> [阅读选段]:
%%

可桂花树远比我想象的要坚强,他还好好活着,尽管改变了姿态,他也依旧向世界展示他的醒目的绿色以及不露芬芳的傲气。显然他选择了继续下去。同样的,是否再来一次的选择由我,又一次的出发希望可以成为曾经短视的自我的一次救赎。半年了,一切的种种都在一点一点得变,过程在变好也在变难,对我而言,宁可伤痕累累也绝不该缴械示弱。

%%

> [练习题]:
[a] 根据桂花树选段，作者说到现在已经过去了多长时间？
[b] 从桂花树选段的最后一句之后接着往下写。
后面的数据是另一份独立的材料，与桂花树选段无关。

> [数据部分]:

%%

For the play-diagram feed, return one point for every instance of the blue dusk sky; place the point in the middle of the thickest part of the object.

%%

> [各题答案]:
[a] 半年。

[b]
我们都太弱小了,所以才想干出些大事业来抵挡岁月,有的人成功了,他就是英雄,可大多数人都是失败的,他们是狗熊?算不上,顶多是庸人吧。总有些努力是在拼凑无奈,只身迎接命运的百出花样,总是认真的做,认真的错……
过去的看起来都过去了,该来的也好像都在路上。我不再打算和过去的自己握手言和了,他给我的是参考答案不是标准答案,而如今的我便试着这千种解题方法的之一,也从没有人说过躺下的大树不是大树,不论结果,由我们自己来打分,按过程打分。
我在心中有片搁置的荒地,栽了一棵桂花树,我就不垒围墙了,透着风和雨,还有阳光。